Return, verbatim, the lines of the material from the line containing "of the tree" through the end of the material, including both ends.

Begin

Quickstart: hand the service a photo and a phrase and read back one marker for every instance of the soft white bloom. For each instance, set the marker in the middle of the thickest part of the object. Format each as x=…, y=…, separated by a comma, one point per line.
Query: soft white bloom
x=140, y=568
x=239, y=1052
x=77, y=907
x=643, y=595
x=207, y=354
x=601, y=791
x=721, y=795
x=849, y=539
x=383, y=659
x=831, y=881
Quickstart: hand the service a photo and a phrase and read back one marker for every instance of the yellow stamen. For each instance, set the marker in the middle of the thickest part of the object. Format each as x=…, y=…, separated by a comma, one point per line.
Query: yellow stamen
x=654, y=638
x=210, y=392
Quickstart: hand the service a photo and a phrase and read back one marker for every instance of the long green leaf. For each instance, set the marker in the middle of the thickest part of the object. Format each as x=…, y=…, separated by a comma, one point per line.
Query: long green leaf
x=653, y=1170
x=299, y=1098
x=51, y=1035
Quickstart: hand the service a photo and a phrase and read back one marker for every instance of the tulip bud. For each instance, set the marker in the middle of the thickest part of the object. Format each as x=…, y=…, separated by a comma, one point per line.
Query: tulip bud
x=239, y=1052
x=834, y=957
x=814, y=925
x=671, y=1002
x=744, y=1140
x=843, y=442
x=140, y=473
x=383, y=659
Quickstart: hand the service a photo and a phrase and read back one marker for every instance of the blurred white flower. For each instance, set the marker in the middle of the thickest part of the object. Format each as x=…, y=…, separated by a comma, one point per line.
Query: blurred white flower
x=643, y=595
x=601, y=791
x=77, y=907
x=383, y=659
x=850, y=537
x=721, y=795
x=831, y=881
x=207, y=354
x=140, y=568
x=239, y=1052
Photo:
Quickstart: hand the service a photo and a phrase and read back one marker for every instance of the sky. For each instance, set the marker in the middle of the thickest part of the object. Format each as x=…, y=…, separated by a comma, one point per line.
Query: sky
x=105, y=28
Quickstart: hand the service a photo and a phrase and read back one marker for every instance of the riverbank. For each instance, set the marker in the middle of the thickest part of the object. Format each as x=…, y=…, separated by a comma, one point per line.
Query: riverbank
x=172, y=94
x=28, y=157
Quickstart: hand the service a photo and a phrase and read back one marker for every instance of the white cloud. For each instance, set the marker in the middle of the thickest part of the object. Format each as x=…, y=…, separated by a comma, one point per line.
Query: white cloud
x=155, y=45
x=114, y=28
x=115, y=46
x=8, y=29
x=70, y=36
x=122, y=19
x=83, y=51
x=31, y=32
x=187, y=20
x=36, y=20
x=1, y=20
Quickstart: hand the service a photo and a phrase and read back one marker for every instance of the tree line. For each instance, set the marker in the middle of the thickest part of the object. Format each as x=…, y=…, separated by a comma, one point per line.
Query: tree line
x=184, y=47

End

Answer in full ->
Quickstart: hand the service a photo and a phrase and read back one marker for every instance of the tree line. For each instance, set the marker in the middle of the thickest part of the object. Format each as x=…, y=…, separated by a comma, one point per line.
Query: tree line
x=184, y=47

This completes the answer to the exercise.